(Information supplied Opens)

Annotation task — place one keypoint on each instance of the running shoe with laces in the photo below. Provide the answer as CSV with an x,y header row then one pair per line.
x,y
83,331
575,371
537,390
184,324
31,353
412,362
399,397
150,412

(Information supplied Closes)

*What you should do:*
Copy the records out again word for word.

*Solution for this problem:*
Annotation task — place one keypoint on each instance of the running shoe with laces in the photo below. Provide the answer as CSV with an x,y header row then one pair per line.
x,y
83,331
575,371
537,390
184,324
31,353
412,362
399,397
150,412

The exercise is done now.